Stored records
· · ·
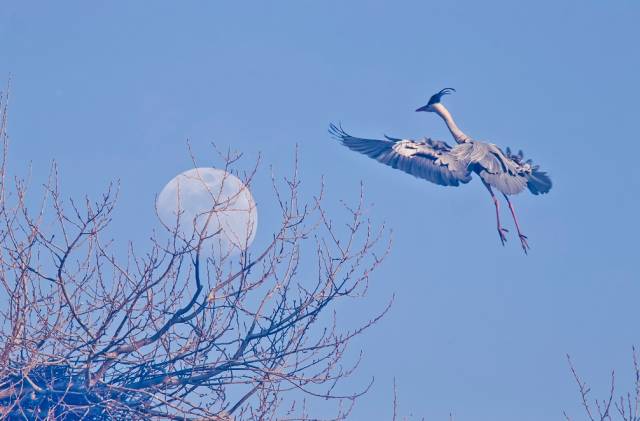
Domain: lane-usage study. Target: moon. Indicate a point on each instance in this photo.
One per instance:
(211, 200)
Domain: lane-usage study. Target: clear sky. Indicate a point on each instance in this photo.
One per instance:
(111, 90)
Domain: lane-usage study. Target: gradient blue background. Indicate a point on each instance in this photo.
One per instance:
(113, 90)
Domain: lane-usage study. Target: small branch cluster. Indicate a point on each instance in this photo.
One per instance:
(626, 407)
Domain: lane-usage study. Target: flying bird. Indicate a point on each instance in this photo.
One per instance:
(440, 163)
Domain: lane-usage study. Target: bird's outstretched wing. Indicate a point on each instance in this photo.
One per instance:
(428, 159)
(507, 172)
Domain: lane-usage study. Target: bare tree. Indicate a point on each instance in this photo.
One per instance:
(91, 331)
(625, 408)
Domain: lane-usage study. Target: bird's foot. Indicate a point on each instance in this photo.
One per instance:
(523, 242)
(503, 237)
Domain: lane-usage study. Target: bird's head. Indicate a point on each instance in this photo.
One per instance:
(435, 99)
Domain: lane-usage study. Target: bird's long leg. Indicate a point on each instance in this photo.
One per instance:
(501, 231)
(523, 238)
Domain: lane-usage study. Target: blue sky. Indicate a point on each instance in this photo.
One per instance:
(113, 90)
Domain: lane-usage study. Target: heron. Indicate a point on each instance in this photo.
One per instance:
(438, 162)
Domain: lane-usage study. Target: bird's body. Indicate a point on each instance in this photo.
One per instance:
(446, 165)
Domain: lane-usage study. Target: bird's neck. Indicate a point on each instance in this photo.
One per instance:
(457, 134)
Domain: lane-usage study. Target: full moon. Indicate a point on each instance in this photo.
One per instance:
(211, 200)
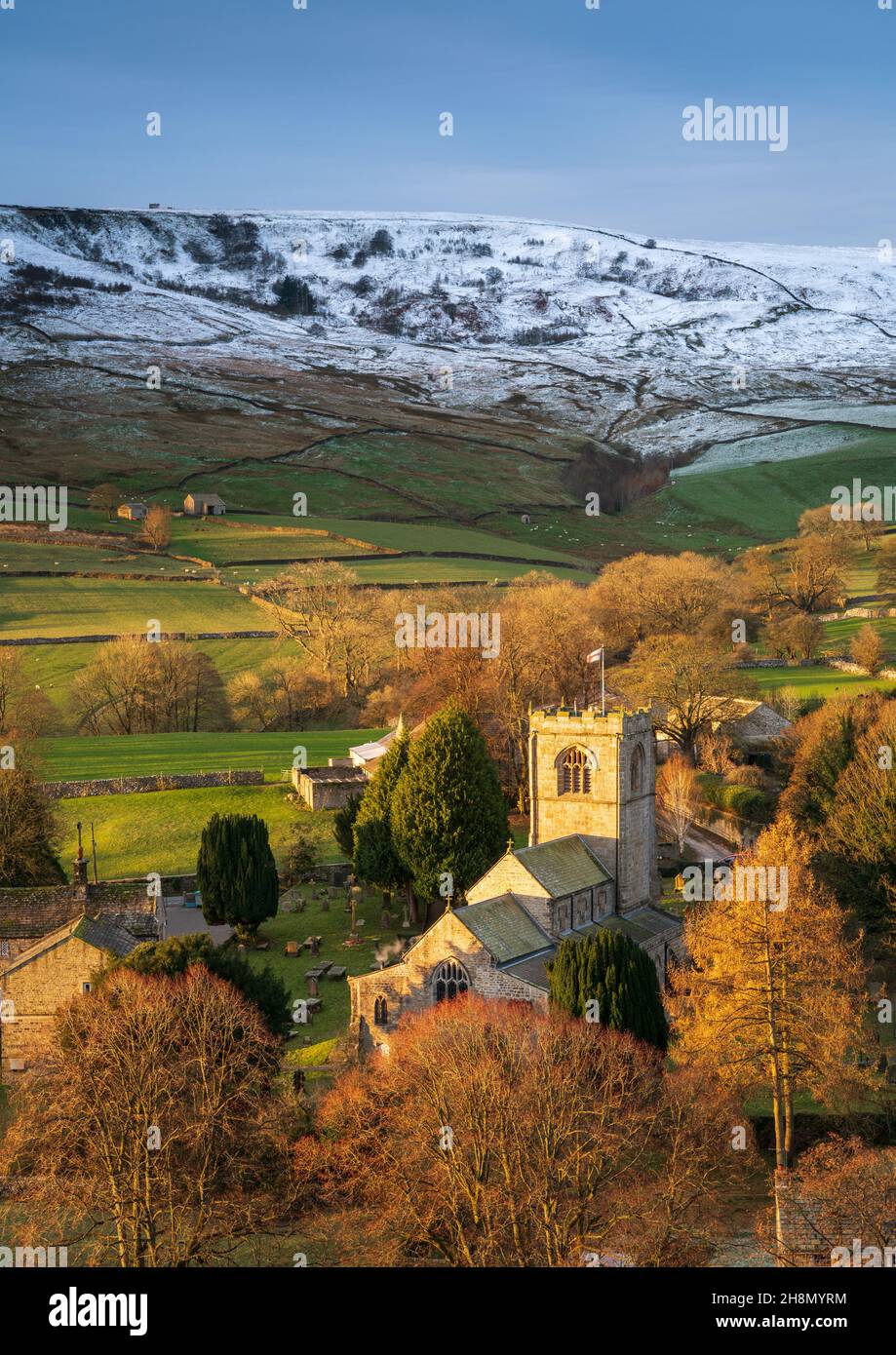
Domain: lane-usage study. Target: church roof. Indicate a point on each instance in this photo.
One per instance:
(563, 866)
(503, 927)
(643, 924)
(531, 970)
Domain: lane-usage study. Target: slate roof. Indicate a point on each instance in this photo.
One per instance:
(34, 912)
(336, 775)
(97, 931)
(93, 931)
(503, 927)
(644, 924)
(531, 970)
(563, 866)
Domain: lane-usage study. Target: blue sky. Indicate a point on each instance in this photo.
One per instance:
(560, 111)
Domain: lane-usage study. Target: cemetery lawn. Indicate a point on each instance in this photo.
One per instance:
(333, 926)
(79, 757)
(160, 831)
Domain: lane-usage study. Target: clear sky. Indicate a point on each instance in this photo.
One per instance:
(560, 111)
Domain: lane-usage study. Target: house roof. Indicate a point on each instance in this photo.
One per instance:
(565, 865)
(93, 931)
(97, 931)
(34, 912)
(207, 499)
(336, 775)
(504, 928)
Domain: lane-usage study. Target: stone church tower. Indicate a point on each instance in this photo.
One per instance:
(596, 775)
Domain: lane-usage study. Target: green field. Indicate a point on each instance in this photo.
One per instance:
(149, 755)
(716, 511)
(815, 681)
(839, 633)
(160, 831)
(114, 606)
(53, 667)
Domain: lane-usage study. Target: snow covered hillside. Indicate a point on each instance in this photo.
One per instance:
(646, 344)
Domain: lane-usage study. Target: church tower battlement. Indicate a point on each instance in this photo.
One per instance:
(596, 774)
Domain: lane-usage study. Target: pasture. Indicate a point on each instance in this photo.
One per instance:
(815, 680)
(160, 831)
(118, 606)
(149, 755)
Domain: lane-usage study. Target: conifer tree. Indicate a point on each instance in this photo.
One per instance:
(610, 969)
(448, 812)
(236, 872)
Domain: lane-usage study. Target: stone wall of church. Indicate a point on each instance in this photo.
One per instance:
(407, 987)
(617, 809)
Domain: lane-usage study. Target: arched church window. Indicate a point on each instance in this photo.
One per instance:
(638, 770)
(575, 772)
(448, 980)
· · ·
• **Requirements**: Take the line that contains "Domain: lane-usage study. Target: cemetery" and each line after it down to the last of the records, and retype them exactly; add nothing else.

• **Problem solution**:
Domain: lane-usage study. Target: cemetery lawn. Indicate a point on each instance in this photo.
One per instance:
(333, 926)
(79, 757)
(160, 831)
Domain: lane-usage study. Target: clear sky. Indicate a point on each instance in this photo.
One per instance:
(560, 111)
Domain: lane-usage study. Target: house roof. Indicate a point on each instance in this photo.
One per instance:
(565, 865)
(93, 931)
(97, 931)
(34, 912)
(207, 499)
(336, 775)
(504, 928)
Domain: lane-usage study. Target: stone church tower. Indicate a point on each instance in this photo.
One per instance:
(596, 775)
Domain: lane-usage study. Target: green field. Indicate a point on each instance in this photo.
One per instance:
(149, 755)
(716, 511)
(815, 681)
(839, 633)
(160, 831)
(114, 606)
(53, 667)
Domain: lane-usage study. Target: snow covered hillside. Indicate a point on each instance in this photo.
One per instance:
(646, 344)
Domain: lane-usage study. Target: church tower battlement. Indicate a point on each instance in this photo.
One per instance:
(596, 774)
Domain: lane-usage study. Target: pasture. Indicate a point on each instance in this photo.
One per instance:
(815, 680)
(160, 831)
(118, 606)
(149, 755)
Domain: lane-usage study. Target: conifer tree. Indicate a point on each instance in this photo.
One per instance:
(610, 969)
(448, 812)
(236, 872)
Domain: lane-usage study. Target: stone wall of church. Indicate a point on each instance in this photo.
One per instance:
(407, 987)
(617, 809)
Domain: lane-usage study. Target: arched church window. Indicate a point on each instance in this photo.
One per instance:
(638, 770)
(575, 772)
(448, 980)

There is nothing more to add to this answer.